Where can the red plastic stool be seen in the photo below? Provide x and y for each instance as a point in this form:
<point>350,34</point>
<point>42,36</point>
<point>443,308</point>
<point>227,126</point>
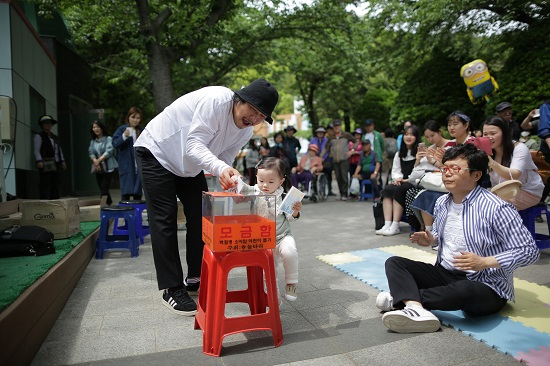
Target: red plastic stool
<point>213,296</point>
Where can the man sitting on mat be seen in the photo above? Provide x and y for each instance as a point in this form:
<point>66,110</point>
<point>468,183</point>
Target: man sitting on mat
<point>481,239</point>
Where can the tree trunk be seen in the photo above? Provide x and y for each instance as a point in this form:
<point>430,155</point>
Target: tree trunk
<point>308,97</point>
<point>160,72</point>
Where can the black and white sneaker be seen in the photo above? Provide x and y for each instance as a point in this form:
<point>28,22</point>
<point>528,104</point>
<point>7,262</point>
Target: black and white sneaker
<point>179,302</point>
<point>192,285</point>
<point>412,319</point>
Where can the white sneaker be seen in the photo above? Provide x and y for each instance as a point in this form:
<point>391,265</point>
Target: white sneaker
<point>392,230</point>
<point>412,319</point>
<point>384,301</point>
<point>290,292</point>
<point>382,229</point>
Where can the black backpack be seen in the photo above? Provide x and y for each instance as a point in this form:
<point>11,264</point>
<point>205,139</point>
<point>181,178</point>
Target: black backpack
<point>26,240</point>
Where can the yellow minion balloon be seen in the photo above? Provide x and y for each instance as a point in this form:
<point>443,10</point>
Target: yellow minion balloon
<point>480,84</point>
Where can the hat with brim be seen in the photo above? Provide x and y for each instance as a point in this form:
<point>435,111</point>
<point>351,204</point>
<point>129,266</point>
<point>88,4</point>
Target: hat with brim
<point>46,118</point>
<point>320,129</point>
<point>262,95</point>
<point>507,190</point>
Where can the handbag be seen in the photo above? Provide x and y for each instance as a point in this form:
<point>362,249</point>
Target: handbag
<point>26,240</point>
<point>543,168</point>
<point>355,187</point>
<point>378,212</point>
<point>102,166</point>
<point>48,165</point>
<point>433,181</point>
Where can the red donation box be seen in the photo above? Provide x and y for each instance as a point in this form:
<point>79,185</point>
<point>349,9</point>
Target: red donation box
<point>236,222</point>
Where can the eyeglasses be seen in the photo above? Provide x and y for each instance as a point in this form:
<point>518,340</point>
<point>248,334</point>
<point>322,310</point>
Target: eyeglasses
<point>262,116</point>
<point>453,169</point>
<point>462,116</point>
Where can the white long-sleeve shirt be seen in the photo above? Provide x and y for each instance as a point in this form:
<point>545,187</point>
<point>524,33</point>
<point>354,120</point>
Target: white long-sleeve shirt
<point>196,132</point>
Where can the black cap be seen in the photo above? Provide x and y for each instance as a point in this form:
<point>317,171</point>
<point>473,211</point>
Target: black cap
<point>502,106</point>
<point>46,118</point>
<point>262,95</point>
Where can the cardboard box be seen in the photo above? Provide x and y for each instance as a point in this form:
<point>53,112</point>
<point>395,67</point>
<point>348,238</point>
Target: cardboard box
<point>9,207</point>
<point>10,220</point>
<point>90,209</point>
<point>61,217</point>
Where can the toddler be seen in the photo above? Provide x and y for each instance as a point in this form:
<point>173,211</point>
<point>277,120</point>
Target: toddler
<point>271,180</point>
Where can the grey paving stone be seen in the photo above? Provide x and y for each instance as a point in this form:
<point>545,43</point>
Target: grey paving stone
<point>115,315</point>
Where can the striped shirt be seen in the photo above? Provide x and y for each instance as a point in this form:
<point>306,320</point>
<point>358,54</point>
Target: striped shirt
<point>491,227</point>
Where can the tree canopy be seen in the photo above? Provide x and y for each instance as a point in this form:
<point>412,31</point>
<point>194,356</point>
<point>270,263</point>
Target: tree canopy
<point>396,60</point>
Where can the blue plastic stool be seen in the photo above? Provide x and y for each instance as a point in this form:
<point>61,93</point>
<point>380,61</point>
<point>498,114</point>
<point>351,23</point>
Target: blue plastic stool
<point>141,230</point>
<point>528,216</point>
<point>107,242</point>
<point>364,195</point>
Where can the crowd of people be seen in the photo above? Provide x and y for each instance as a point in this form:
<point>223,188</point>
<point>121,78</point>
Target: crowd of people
<point>442,186</point>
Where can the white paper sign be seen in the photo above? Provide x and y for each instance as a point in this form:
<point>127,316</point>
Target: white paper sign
<point>292,196</point>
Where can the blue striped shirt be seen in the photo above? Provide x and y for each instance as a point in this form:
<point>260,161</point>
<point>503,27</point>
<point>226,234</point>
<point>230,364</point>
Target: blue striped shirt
<point>491,227</point>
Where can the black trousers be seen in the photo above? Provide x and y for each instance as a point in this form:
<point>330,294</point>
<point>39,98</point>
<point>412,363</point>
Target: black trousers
<point>341,168</point>
<point>104,183</point>
<point>437,288</point>
<point>162,189</point>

################

Task directions
Could you copy out all of the rows above verbatim, line for line, leaving out the pictures?

The answer
Where can the red plastic stool be seen in the photo below? Provide x and y for each instance as a point in this form:
<point>350,34</point>
<point>42,36</point>
<point>443,308</point>
<point>227,126</point>
Target: red plastic stool
<point>213,296</point>
Where can the man sitting on mat be seen in the photo above? Provide x and y for each instance as a point in this form:
<point>66,110</point>
<point>468,183</point>
Target: man sitting on mat
<point>481,239</point>
Where can the tree trunk be seen in the photo above? Provide x and y for each instance as a point in this form:
<point>430,155</point>
Target: tree trunk
<point>308,97</point>
<point>160,72</point>
Where can the black and white sneaker be seen in the photo above? Provide x and y for each instance as a point in this form:
<point>28,22</point>
<point>528,104</point>
<point>7,262</point>
Target: black and white sneaker
<point>179,302</point>
<point>192,285</point>
<point>412,319</point>
Where can the white sneaker be seen in the photo above? Provide x and y for each instance as a point in this form:
<point>391,265</point>
Target: white sneaker
<point>392,230</point>
<point>412,319</point>
<point>384,301</point>
<point>290,292</point>
<point>382,229</point>
Where can the black backpack be seen in the photo above? Provide x and y for each instance as a point in this form:
<point>11,264</point>
<point>205,139</point>
<point>181,178</point>
Target: black backpack
<point>26,240</point>
Where can the yellow minion balloon be seen in the photo above? Provide x and y for each instance as a point in this form:
<point>443,10</point>
Target: yellow minion balloon
<point>480,84</point>
Where can the hat with brim be seen in the photo above? Provide x and y for each instance as a point in this form:
<point>435,111</point>
<point>351,204</point>
<point>129,266</point>
<point>88,4</point>
Target: hat with brim
<point>46,118</point>
<point>320,129</point>
<point>262,95</point>
<point>507,190</point>
Where can the handbag be seen in the photo above? Provide x and y for each instance as a point in this form:
<point>362,249</point>
Target: handbag
<point>26,240</point>
<point>543,168</point>
<point>355,187</point>
<point>378,212</point>
<point>102,166</point>
<point>48,165</point>
<point>433,181</point>
Where can the red donation box be seen in the photo above? Provide x and y for each instance as a point in this form:
<point>79,185</point>
<point>349,9</point>
Target: red donation box
<point>236,222</point>
Where can the eyeglasses be seen in the photo above? Provide x and y for each instance as a point in this form:
<point>518,340</point>
<point>248,334</point>
<point>322,310</point>
Target: eyeglasses
<point>262,116</point>
<point>453,169</point>
<point>462,116</point>
Where can the white long-sleeve shirt be seen in the photo above? Provide x and y for each instance as a point in this form:
<point>545,187</point>
<point>524,33</point>
<point>354,120</point>
Target: white long-sleeve shirt
<point>196,132</point>
Where can the black cap be seen in the photo above? Provide x and y for each instance as a point in this form:
<point>317,171</point>
<point>473,211</point>
Target: black cap
<point>502,106</point>
<point>46,118</point>
<point>262,95</point>
Where can the cardboard box be seen in the photo above? Provide x and y for each instance as a point in this form:
<point>53,112</point>
<point>395,67</point>
<point>348,238</point>
Target: cardboard box
<point>9,207</point>
<point>10,220</point>
<point>90,209</point>
<point>61,217</point>
Where can the toddler be seen in the photo above? Provide x and y for each instance as a point in this form:
<point>173,211</point>
<point>277,120</point>
Target: toddler
<point>271,180</point>
Where can the grey paving stone be seen in the photo above? Provide x and y for each instance as a point in this form:
<point>545,43</point>
Target: grey paving stone
<point>115,315</point>
Where can the striped shirt be seen in the photo above? Provide x and y for each instance as a point in this form:
<point>306,320</point>
<point>358,54</point>
Target: striped shirt
<point>491,227</point>
Where can the tree canopy be seen in the photo above? Provide x and y for each instance as a point in this form:
<point>412,31</point>
<point>194,356</point>
<point>270,263</point>
Target: tree canopy
<point>396,60</point>
Where can the blue plastic stool be seen in the photo above? Provide x and y for each instance as a point in this form:
<point>61,93</point>
<point>380,61</point>
<point>498,114</point>
<point>351,23</point>
Target: blue plastic stool
<point>141,230</point>
<point>528,216</point>
<point>107,242</point>
<point>364,195</point>
Where can the crowd of people be seen in the photo above? Provide x and y for each instance as a point in this form:
<point>223,188</point>
<point>121,78</point>
Target: crowd of people
<point>442,186</point>
Where can the white paper sign be seen in the photo above? Provide x and y for each instance as a point in this form:
<point>127,316</point>
Target: white paper sign
<point>292,196</point>
Where can the blue striped shirt be seen in the photo above? Provide x and y for each instance as a point in this form:
<point>260,161</point>
<point>503,27</point>
<point>226,234</point>
<point>230,364</point>
Target: blue striped shirt
<point>491,227</point>
Where can the black trousers be seen in the photo above? Provide x and y for each instance as a point in this form:
<point>330,294</point>
<point>39,98</point>
<point>412,363</point>
Target: black trousers
<point>341,168</point>
<point>104,183</point>
<point>437,288</point>
<point>162,189</point>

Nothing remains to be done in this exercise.